What is asked: Extract the lines of the records from the start through the line containing "172 52 L 173", with both ends included. Leave the pictures out of the answer.

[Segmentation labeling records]

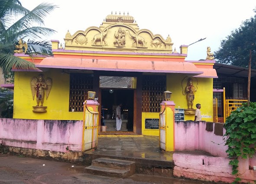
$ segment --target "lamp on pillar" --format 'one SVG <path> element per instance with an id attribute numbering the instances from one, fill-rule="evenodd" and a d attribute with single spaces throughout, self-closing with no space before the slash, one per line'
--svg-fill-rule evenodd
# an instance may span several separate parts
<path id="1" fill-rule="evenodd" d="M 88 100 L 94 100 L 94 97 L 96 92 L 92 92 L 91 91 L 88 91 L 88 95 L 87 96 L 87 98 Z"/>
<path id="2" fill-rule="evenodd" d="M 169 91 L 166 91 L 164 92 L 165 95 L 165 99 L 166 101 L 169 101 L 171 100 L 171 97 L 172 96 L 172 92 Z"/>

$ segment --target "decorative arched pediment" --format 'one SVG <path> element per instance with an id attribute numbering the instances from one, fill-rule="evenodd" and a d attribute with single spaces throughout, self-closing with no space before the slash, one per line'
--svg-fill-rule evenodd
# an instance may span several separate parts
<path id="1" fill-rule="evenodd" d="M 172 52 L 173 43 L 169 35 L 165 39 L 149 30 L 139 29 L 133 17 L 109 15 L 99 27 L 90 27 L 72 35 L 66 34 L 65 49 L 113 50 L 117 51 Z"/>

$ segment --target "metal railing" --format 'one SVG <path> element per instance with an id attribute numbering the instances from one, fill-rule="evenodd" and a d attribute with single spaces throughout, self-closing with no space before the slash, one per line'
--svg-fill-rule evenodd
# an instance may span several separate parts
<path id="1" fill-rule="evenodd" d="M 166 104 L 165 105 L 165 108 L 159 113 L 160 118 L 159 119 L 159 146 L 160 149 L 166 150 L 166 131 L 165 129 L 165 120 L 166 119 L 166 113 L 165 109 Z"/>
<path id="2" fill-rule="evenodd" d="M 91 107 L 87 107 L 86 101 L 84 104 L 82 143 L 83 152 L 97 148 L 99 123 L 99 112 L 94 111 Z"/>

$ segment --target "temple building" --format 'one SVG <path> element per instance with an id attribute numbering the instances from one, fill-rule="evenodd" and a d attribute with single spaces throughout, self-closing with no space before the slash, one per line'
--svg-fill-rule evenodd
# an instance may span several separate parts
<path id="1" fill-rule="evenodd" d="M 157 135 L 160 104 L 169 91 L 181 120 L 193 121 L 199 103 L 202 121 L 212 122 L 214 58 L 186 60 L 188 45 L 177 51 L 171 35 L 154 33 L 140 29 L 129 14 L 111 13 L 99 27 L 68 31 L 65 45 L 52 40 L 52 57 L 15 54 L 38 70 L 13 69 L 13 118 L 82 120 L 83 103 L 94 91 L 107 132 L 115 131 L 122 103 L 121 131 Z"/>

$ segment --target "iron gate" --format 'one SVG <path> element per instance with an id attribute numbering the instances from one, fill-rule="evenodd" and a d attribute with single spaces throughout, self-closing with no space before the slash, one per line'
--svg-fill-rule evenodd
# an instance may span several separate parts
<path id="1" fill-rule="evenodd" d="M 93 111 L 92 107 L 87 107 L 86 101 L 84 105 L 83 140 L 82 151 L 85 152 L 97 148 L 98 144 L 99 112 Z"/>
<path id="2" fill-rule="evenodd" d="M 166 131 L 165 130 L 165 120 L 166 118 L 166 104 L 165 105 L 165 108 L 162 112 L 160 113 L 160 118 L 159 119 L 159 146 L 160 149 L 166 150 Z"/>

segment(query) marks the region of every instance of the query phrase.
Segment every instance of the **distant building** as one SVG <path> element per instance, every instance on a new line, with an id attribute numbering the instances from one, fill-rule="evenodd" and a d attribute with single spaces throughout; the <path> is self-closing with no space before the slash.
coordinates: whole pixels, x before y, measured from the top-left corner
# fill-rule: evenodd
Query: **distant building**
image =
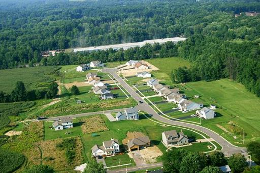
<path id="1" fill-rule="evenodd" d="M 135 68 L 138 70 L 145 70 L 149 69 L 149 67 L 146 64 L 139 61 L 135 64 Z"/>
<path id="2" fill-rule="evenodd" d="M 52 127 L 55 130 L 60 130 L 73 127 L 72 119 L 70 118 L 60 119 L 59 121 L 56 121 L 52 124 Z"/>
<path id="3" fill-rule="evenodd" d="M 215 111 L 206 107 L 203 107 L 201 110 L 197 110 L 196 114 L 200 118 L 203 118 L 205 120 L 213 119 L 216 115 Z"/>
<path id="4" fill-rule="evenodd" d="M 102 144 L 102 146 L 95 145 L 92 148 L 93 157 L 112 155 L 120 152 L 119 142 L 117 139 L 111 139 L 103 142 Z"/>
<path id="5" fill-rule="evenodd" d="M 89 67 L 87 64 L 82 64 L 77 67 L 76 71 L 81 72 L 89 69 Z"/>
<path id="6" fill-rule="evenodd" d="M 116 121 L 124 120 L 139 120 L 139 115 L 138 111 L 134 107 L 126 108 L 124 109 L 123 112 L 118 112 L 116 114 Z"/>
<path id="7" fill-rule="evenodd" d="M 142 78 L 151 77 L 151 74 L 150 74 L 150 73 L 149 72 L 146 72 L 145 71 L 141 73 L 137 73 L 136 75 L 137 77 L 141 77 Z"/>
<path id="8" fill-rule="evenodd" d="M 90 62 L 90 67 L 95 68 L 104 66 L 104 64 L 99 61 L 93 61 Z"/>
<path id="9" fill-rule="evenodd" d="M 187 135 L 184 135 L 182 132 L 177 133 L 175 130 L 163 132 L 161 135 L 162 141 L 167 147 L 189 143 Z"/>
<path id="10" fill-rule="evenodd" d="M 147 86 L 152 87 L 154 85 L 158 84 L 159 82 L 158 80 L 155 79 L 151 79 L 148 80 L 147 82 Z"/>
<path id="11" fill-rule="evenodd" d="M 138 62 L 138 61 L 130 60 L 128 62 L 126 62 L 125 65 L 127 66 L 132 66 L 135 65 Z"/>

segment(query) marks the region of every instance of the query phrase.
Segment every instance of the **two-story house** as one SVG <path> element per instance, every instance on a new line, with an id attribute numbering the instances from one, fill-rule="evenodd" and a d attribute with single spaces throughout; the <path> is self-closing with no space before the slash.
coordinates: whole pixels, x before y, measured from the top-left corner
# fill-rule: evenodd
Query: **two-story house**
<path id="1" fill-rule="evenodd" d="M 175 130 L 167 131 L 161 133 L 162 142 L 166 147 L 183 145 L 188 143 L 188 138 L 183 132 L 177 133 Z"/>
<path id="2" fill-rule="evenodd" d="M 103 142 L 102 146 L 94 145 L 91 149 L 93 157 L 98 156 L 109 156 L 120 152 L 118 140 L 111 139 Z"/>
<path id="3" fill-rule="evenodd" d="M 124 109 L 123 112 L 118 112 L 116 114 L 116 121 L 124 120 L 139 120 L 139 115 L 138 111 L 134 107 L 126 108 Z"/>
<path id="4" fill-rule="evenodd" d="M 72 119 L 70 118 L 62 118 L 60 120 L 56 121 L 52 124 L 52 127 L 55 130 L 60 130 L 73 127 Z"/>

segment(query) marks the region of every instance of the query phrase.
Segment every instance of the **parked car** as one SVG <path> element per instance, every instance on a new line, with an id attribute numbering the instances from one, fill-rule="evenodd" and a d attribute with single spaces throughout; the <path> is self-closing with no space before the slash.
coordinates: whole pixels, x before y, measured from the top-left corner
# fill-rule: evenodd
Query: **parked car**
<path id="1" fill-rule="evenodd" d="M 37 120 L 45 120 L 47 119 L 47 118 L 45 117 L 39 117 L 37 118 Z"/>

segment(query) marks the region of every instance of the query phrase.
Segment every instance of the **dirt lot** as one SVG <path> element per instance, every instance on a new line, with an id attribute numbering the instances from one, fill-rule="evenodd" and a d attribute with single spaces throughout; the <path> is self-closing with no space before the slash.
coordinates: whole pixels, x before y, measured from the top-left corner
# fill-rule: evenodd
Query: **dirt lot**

Exercise answer:
$ segment --target "lamp on pillar" --format 'one SVG <path> element per instance with an id attribute numbering the instances from one, fill-rule="evenodd" and a d attribute with single spaces throughout, self-closing with no space before the slash, one per line'
--svg-fill-rule evenodd
# an instance may span several separate parts
<path id="1" fill-rule="evenodd" d="M 88 100 L 94 100 L 94 97 L 96 92 L 92 92 L 91 91 L 88 91 L 88 95 L 87 96 L 87 98 Z"/>
<path id="2" fill-rule="evenodd" d="M 169 91 L 166 91 L 164 92 L 165 95 L 165 99 L 166 101 L 169 101 L 171 100 L 171 97 L 172 96 L 172 92 Z"/>

$ segment --target "decorative arched pediment" --format 'one SVG <path> element per instance with an id attribute numbering the instances from one, fill-rule="evenodd" and a d attribute with single spaces throughout, self-closing with no space before the slash, one per line'
--svg-fill-rule evenodd
# an instance may span several separate parts
<path id="1" fill-rule="evenodd" d="M 172 52 L 173 43 L 169 35 L 165 39 L 149 30 L 139 29 L 133 17 L 109 15 L 99 27 L 90 27 L 72 35 L 66 34 L 65 49 L 113 50 L 117 51 Z"/>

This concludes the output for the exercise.